# Saved data entries
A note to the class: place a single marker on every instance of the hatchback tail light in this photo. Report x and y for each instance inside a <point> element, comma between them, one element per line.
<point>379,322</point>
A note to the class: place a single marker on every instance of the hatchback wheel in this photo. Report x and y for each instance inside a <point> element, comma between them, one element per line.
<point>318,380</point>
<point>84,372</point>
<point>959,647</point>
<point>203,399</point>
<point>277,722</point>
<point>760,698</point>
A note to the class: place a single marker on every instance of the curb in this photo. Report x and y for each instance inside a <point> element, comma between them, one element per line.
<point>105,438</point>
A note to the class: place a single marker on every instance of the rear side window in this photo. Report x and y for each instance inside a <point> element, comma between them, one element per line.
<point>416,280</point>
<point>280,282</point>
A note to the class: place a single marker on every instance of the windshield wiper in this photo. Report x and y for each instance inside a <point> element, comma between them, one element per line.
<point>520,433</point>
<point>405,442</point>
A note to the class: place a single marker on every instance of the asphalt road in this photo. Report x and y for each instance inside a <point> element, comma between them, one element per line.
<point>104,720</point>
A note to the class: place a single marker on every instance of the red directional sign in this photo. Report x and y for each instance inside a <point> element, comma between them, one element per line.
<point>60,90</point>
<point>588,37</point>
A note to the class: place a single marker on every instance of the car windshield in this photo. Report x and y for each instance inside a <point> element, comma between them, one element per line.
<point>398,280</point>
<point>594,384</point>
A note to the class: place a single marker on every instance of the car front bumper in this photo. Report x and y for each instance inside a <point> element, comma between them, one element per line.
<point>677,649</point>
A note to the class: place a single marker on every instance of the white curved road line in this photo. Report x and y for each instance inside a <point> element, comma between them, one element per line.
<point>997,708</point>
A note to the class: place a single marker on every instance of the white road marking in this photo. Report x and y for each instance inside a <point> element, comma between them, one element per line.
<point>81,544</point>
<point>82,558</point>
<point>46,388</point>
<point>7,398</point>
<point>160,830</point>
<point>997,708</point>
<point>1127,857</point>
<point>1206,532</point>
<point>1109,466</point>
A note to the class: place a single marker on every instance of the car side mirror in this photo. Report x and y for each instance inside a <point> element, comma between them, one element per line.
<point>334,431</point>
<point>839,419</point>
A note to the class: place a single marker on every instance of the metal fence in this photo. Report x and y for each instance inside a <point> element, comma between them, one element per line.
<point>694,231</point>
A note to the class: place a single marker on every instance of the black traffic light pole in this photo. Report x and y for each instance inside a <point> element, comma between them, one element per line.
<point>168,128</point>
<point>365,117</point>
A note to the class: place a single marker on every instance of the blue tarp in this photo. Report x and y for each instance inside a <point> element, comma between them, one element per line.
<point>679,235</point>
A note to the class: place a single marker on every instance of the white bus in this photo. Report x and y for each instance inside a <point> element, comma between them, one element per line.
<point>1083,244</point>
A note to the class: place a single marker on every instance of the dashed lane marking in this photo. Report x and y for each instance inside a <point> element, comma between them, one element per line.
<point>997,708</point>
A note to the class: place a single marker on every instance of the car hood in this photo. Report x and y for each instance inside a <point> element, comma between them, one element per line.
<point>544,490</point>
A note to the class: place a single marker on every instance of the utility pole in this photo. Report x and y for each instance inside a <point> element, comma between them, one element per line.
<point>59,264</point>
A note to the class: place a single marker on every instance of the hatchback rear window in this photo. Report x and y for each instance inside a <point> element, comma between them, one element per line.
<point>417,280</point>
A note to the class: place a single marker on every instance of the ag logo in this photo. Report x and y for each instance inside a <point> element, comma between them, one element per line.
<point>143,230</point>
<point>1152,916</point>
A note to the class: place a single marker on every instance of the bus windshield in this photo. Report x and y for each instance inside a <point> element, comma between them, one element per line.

# Given task
Rewrite the records starting at the line that contains "the hatchback rear" and ending at the end of the records, changing "photo" to "image" and keeping everything else the same.

# Response for this exercise
A note to the class: place a single marker on every instance of the hatchback rear window in this image. Report x and y for each instance inside a <point> element, comma between them, one element per line.
<point>417,280</point>
A note to the class: place a single marker on every instance of the ag logo in this image. Report x and y for each instance inside a <point> element, comma between them, one element per line.
<point>143,230</point>
<point>1152,916</point>
A note to the class: place a single marker on every instance of the bus windshield in this image. Report x and y for each instance inside a <point> element, comma between them, one element per line.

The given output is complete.